Listed entries >>
»»

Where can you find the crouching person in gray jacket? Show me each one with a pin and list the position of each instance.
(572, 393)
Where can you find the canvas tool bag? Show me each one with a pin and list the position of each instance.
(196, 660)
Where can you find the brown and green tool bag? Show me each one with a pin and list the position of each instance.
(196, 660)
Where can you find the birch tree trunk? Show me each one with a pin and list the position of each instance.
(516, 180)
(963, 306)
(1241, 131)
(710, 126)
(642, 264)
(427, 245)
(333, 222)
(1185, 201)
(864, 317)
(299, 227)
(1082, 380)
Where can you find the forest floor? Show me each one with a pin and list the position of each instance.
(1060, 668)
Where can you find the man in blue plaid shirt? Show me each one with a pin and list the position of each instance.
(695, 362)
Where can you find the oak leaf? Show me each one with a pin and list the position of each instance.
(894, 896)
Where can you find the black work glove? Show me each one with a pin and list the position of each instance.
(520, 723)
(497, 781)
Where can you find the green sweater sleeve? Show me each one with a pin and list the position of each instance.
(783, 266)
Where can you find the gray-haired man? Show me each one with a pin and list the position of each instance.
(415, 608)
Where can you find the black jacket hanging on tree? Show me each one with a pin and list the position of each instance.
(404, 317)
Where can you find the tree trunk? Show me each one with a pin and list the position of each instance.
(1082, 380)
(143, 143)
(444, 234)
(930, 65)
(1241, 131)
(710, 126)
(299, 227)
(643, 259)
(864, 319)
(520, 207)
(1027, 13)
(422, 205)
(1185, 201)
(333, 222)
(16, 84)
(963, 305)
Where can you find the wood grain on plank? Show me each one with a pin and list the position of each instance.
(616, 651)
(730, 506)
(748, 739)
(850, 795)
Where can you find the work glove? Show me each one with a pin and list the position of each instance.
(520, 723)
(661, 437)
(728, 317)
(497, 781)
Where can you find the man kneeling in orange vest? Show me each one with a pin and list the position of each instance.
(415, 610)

««

Task instructions >>
Copy out the whole listing above word for word, changing nothing.

Finished task >>
Where can you find the crouching person in gray jacket? Show me each one with a pin and list the position of each instance.
(572, 393)
Where can you find the canvas tool bag? Show me each one with a pin and list the position of each instance.
(196, 660)
Where can you find the brown and green tool bag? Show me each one with a pin and list the position of each instance.
(196, 660)
Where can you find the birch tree trunk? Show me each one with a pin and list the position of each instance.
(516, 180)
(963, 306)
(1241, 131)
(710, 126)
(642, 264)
(427, 245)
(333, 222)
(1185, 201)
(864, 317)
(299, 227)
(1082, 380)
Where can you find the forest floor? Show me each one with a pin and list the position of each instance.
(1060, 668)
Where can you find the man in blue plaid shirt? Show me each one with a pin and list the position of each instance.
(695, 362)
Where can you find the oak leaf? Show me each one with a pin and list the position of each instance.
(894, 896)
Where can you find the black work glove? Show me each one with a pin and list the position of each instance.
(520, 723)
(497, 781)
Where can you find the green sweater sleeve? Show me each one with a pin and list the position of each instance.
(783, 266)
Where can you find the gray-haired man? Show me each one with a pin and list the position of each instance.
(415, 608)
Where can you find the black jacket hanging on tree? Show me each one with a pin and list the position of each instance.
(404, 317)
Where can you find the tree trunk? Show me each one with a pin and list the position of each instance.
(1082, 380)
(143, 143)
(444, 234)
(930, 65)
(1241, 131)
(710, 126)
(299, 227)
(643, 259)
(864, 319)
(520, 207)
(1027, 13)
(422, 205)
(1185, 201)
(333, 222)
(16, 84)
(963, 305)
Where can you find the wood grain on plank? Show me each one with a pin and list the position of each instance.
(616, 651)
(730, 506)
(748, 739)
(850, 795)
Where can you find the work glove? Show me each one with a pin and list the position of each instance.
(520, 723)
(661, 437)
(728, 317)
(497, 781)
Where can you find the man kneeling in orange vest? Show me each one with a pin and list the position of each instance.
(415, 610)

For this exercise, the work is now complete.